Please turn the listing below into a JSON list of strings with one string per line, omitting blank lines and leaving out the pictures.

◆ ◆ ◆ ◆

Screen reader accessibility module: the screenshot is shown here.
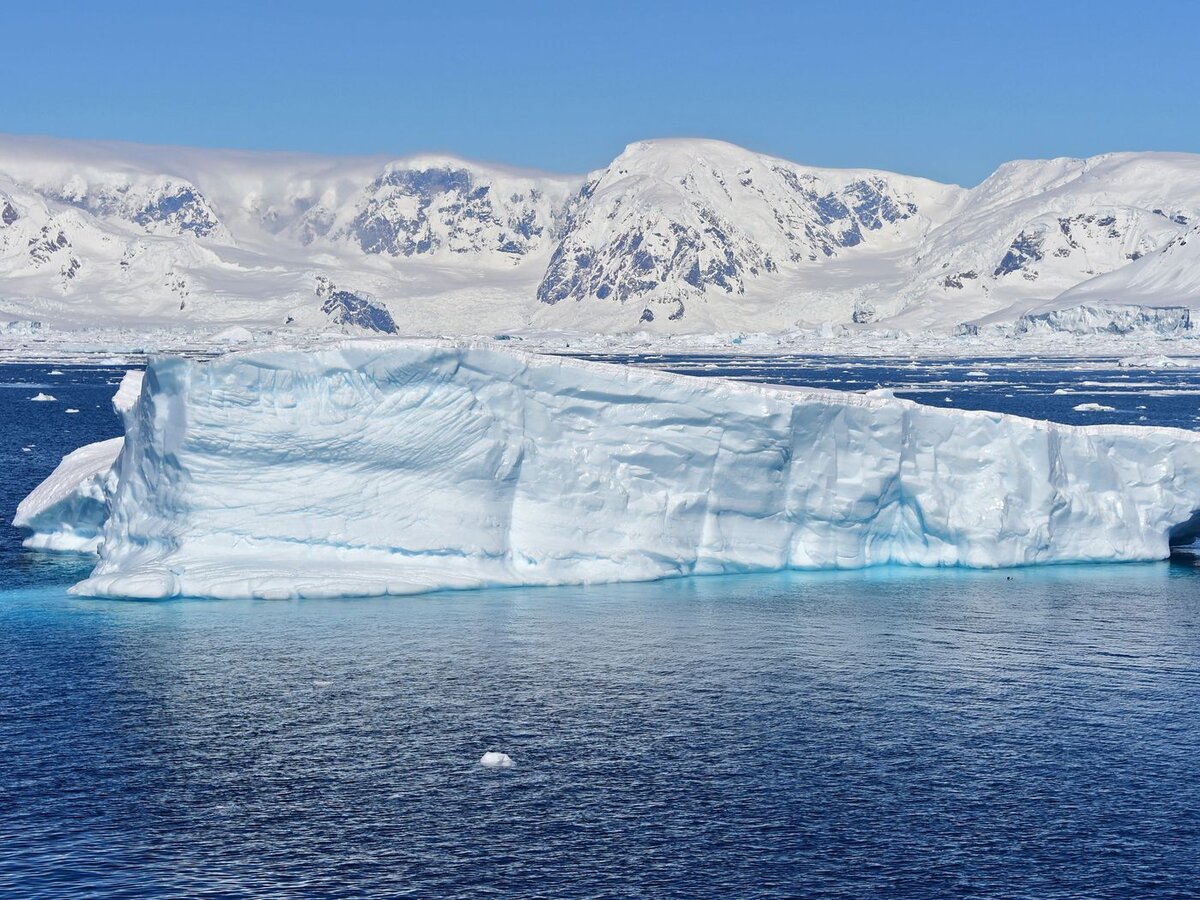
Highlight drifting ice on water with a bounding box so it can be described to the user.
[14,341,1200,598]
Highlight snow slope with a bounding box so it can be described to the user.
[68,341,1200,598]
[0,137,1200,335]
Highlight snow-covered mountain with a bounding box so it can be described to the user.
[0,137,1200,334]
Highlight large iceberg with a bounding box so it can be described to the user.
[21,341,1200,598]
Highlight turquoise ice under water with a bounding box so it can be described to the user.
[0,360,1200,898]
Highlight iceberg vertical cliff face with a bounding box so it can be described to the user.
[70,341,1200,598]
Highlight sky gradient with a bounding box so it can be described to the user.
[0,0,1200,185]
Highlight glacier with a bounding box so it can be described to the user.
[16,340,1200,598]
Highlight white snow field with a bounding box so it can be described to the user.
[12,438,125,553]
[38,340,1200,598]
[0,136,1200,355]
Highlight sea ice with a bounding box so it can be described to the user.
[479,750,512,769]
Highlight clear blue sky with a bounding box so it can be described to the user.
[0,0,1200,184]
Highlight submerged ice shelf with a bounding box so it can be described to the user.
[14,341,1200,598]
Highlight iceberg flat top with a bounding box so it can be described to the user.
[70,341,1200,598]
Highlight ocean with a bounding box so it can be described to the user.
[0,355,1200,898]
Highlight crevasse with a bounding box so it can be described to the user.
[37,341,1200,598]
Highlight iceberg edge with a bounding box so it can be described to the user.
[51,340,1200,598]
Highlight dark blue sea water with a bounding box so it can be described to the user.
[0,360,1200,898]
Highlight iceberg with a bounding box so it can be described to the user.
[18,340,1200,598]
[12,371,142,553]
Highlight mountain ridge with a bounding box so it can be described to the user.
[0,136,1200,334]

◆ ◆ ◆ ◆

RESULT FOR THIS EXERCISE →
[
  "Screen reader accessibility module: the screenshot is shown here.",
  "Highlight drifting ice on water with a bounding box so it can be described to the user.",
  "[14,341,1200,598]",
  "Highlight snow slope with a bounding box so it can be described to the user.",
  "[68,341,1200,598]",
  "[0,137,1200,335]",
  "Highlight snow-covered mountain with a bounding box so it can be described to the user.",
  "[0,137,1200,334]",
  "Highlight large iceberg with a bounding box so it can be described to the user.",
  "[21,341,1200,598]",
  "Highlight turquoise ice under water with a bounding box so it can be described to the user.",
  "[0,360,1200,898]",
  "Highlight iceberg vertical cliff face with a bounding box so it can be described to the user.",
  "[70,341,1200,598]",
  "Highlight sky gradient with a bounding box so it can be described to the user.",
  "[0,0,1200,185]",
  "Highlight glacier with a bounding box so it can be described to the user.",
  "[16,340,1200,598]",
  "Highlight white snow field with a bounding box so it can be described to the user.",
  "[12,438,125,553]",
  "[38,340,1200,598]",
  "[0,136,1200,355]",
  "Highlight sea ice with a bounding box so it can be described to the user.",
  "[479,750,512,769]",
  "Highlight clear blue sky with a bounding box so it can be described to the user.",
  "[0,0,1200,184]",
  "Highlight submerged ice shelf with a bounding box so it can be described to the user.",
  "[14,341,1200,598]",
  "Highlight iceberg flat top with a bounding box so it can be described to the user.",
  "[70,341,1200,598]",
  "Highlight ocean with a bounding box so it can be described to the user.",
  "[0,355,1200,898]",
  "Highlight crevasse with a bounding box so it can be described to the user.",
  "[37,341,1200,598]",
  "Highlight iceberg edge with a bounding box so it can be described to the user.",
  "[51,340,1200,598]",
  "Highlight dark blue sea water with a bounding box so it can be described to the user.",
  "[0,360,1200,898]",
  "Highlight iceberg with a bounding box so it can be described to the user.",
  "[18,340,1200,598]",
  "[12,371,142,553]",
  "Highlight mountain ridge with a bounding box so it can be described to the user.",
  "[0,136,1200,334]"
]